(Natural-language object grounding data)
-----

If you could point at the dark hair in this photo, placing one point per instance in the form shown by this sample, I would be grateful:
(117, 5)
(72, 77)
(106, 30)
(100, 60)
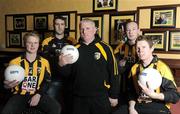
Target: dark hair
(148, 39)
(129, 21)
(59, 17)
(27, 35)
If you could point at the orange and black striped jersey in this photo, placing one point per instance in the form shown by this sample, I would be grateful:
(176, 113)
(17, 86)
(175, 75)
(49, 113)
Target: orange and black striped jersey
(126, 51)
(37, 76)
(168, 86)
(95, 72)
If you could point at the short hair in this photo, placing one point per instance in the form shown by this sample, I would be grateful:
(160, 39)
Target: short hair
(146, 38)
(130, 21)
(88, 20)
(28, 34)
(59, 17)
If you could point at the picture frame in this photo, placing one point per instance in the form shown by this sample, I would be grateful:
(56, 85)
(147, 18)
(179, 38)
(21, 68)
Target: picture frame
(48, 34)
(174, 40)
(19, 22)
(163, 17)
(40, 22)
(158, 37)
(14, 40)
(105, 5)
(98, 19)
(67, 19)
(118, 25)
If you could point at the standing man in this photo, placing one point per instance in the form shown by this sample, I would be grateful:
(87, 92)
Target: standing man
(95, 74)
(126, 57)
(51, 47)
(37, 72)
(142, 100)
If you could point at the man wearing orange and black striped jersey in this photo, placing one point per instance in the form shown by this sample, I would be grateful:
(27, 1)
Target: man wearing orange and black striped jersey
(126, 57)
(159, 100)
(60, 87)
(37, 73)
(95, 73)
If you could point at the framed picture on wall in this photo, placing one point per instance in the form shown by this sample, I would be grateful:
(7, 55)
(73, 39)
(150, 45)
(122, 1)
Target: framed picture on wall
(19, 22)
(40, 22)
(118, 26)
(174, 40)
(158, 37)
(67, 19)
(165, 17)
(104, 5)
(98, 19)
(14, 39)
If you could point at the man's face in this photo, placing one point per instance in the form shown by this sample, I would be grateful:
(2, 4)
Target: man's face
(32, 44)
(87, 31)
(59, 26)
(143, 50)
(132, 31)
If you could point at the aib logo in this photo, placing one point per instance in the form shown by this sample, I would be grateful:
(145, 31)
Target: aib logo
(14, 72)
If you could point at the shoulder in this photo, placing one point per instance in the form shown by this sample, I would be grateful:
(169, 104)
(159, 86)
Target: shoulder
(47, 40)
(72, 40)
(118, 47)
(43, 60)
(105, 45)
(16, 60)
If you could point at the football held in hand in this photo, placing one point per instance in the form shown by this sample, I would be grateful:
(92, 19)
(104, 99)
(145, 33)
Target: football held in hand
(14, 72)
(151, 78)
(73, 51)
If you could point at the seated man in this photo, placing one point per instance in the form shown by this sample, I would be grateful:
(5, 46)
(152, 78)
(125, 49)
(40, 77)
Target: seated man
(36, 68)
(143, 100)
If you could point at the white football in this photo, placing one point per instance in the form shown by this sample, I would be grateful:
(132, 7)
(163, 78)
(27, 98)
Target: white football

-----

**TASK REQUIREMENTS:** All lines in the preceding records that hold the word "white" need to be copied.

**RESPONSE TO THIS EXERCISE:**
If you could point at the white football in this photo, placing one point per instance in the form shown by this sample, I would be grateful:
Target: white football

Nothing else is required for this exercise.